(Stored items from a collection)
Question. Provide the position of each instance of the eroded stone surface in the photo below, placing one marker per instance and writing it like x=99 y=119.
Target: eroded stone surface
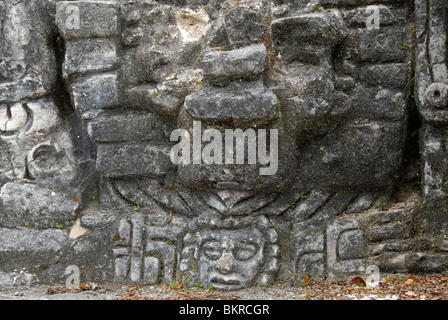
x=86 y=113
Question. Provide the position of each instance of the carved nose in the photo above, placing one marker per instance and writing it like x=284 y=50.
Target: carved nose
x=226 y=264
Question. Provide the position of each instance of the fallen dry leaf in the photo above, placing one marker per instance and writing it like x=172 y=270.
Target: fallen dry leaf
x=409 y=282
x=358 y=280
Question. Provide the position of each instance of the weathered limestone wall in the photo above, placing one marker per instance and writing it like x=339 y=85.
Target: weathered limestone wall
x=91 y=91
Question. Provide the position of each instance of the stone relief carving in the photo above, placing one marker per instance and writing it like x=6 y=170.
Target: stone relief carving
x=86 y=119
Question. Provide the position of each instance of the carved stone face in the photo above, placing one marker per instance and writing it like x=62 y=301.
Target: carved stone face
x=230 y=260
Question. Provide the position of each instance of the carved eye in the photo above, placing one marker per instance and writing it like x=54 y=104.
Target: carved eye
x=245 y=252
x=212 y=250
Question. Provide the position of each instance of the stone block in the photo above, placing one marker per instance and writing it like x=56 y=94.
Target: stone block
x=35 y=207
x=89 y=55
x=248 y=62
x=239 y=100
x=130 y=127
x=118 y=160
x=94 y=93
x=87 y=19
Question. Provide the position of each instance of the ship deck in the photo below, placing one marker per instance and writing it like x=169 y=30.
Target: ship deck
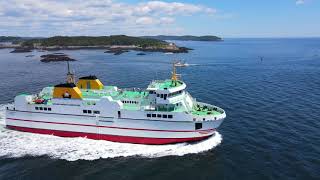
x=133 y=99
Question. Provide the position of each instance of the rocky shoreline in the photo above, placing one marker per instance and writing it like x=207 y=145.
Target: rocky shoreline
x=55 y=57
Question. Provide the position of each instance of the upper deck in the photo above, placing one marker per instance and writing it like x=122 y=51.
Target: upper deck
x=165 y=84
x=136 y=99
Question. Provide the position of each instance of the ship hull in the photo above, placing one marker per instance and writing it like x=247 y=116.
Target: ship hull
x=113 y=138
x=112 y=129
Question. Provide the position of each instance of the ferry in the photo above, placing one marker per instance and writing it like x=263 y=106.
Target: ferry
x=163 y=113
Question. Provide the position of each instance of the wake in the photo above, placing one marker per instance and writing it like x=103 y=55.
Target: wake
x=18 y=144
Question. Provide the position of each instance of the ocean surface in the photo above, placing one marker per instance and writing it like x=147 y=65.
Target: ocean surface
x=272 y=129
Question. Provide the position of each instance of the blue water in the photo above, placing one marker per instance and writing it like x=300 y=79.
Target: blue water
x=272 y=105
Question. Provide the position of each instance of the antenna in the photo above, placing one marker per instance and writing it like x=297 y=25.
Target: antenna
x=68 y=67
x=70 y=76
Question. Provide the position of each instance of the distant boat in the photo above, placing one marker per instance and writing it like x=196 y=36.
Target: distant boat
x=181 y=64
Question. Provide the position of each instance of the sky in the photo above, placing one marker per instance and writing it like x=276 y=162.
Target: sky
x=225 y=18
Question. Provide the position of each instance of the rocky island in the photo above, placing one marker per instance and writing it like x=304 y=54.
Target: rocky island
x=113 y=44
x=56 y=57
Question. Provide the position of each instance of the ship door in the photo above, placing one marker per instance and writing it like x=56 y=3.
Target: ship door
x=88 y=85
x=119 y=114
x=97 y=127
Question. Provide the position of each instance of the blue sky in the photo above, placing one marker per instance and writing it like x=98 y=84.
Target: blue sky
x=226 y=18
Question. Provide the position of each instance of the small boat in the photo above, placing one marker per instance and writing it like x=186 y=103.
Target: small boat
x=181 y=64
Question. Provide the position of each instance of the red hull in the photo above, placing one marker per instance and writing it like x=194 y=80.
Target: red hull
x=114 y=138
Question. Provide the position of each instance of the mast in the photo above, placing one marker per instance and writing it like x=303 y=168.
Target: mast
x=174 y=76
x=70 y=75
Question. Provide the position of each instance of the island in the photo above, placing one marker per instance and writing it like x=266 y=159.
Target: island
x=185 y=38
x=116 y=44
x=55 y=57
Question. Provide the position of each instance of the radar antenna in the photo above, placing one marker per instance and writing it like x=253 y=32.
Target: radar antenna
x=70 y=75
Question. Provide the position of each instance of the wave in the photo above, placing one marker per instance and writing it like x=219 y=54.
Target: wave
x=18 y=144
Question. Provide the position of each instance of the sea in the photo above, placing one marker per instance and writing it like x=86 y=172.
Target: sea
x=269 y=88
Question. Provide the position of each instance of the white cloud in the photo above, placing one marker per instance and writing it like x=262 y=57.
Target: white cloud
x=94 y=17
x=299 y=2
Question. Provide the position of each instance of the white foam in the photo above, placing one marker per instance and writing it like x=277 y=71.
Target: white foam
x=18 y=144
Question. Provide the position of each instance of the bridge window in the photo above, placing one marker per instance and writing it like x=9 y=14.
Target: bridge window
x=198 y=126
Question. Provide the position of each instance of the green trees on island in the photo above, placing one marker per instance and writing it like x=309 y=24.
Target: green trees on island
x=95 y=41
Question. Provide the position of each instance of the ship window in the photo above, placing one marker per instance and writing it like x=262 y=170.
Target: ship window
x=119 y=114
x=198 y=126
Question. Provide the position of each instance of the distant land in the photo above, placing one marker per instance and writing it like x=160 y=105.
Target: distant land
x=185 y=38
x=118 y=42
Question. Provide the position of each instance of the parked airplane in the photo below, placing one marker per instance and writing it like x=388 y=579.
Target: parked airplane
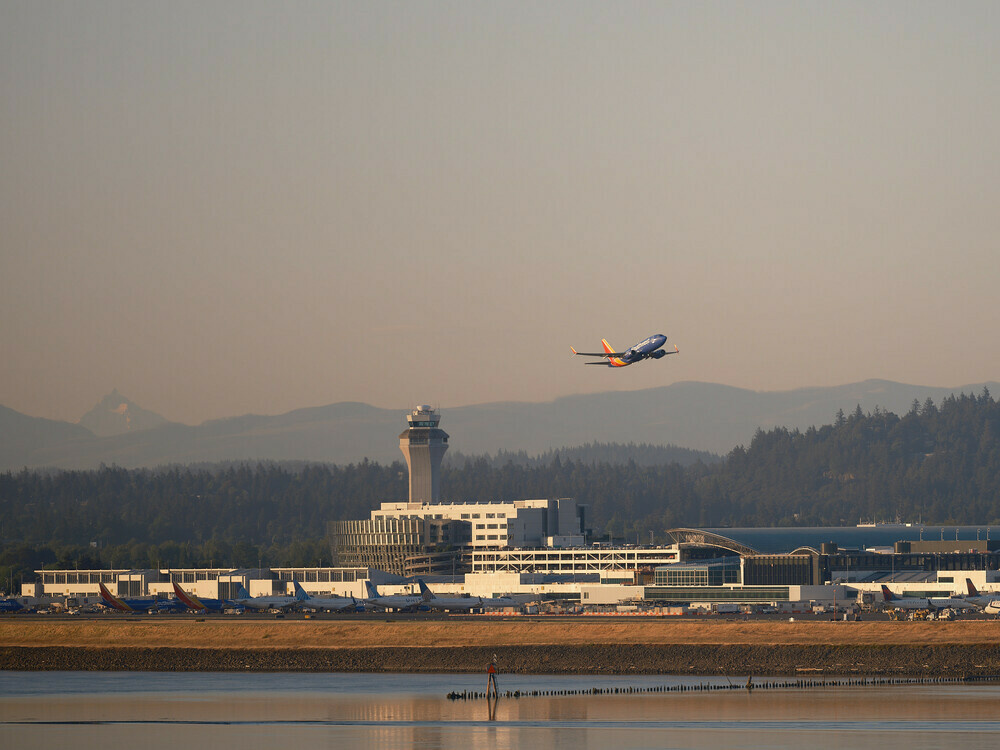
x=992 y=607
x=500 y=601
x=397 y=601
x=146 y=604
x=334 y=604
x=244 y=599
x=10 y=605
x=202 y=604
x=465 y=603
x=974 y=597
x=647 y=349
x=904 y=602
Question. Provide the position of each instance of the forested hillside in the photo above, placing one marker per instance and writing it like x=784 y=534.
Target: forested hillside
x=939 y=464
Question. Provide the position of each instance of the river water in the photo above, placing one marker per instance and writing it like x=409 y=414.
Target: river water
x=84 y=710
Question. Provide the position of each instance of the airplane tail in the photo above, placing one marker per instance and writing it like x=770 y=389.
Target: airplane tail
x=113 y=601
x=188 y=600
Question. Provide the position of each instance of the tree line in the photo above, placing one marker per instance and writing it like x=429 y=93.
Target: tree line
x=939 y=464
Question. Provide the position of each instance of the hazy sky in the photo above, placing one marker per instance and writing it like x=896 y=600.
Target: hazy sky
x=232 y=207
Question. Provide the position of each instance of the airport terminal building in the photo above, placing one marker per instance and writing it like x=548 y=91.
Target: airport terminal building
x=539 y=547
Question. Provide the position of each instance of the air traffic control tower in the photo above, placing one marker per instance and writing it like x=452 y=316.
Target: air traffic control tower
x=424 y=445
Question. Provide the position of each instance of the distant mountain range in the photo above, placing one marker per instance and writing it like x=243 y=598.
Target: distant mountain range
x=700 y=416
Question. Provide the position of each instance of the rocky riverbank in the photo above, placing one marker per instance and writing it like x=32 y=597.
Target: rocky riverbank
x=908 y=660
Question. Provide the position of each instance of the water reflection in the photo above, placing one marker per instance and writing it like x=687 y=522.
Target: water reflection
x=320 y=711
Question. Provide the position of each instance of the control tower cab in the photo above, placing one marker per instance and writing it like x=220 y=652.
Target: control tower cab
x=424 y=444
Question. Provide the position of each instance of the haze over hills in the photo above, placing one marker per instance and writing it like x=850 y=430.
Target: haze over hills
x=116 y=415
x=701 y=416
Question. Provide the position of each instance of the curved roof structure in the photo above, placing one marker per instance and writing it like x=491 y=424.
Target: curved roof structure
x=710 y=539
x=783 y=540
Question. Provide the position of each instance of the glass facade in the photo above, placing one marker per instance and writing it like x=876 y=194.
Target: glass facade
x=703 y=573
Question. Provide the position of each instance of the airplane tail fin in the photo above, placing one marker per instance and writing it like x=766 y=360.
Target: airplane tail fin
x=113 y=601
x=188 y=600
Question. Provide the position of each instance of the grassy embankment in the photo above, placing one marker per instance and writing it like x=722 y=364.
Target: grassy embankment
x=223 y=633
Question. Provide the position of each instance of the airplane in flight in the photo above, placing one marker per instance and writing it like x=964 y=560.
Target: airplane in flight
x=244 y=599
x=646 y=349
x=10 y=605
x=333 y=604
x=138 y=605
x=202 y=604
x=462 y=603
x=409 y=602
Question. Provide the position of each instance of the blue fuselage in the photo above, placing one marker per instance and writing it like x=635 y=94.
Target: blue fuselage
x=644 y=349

TASK REQUIREMENTS: Where in the records does the string "below" appear? Copy every line that has it.

RESPONSE TO THE TASK:
Question. Provide the position of each instance of the eroded stone surface in the photo below, placing one marker per instance and writing it like x=99 y=119.
Question. Provide the position of each instance of the ship deck in the photo below, placing one marker per instance and writing it like x=169 y=30.
Question. Provide the position of each instance of the parked airplane in the photo below, placing one marker per instance and writing it like x=388 y=579.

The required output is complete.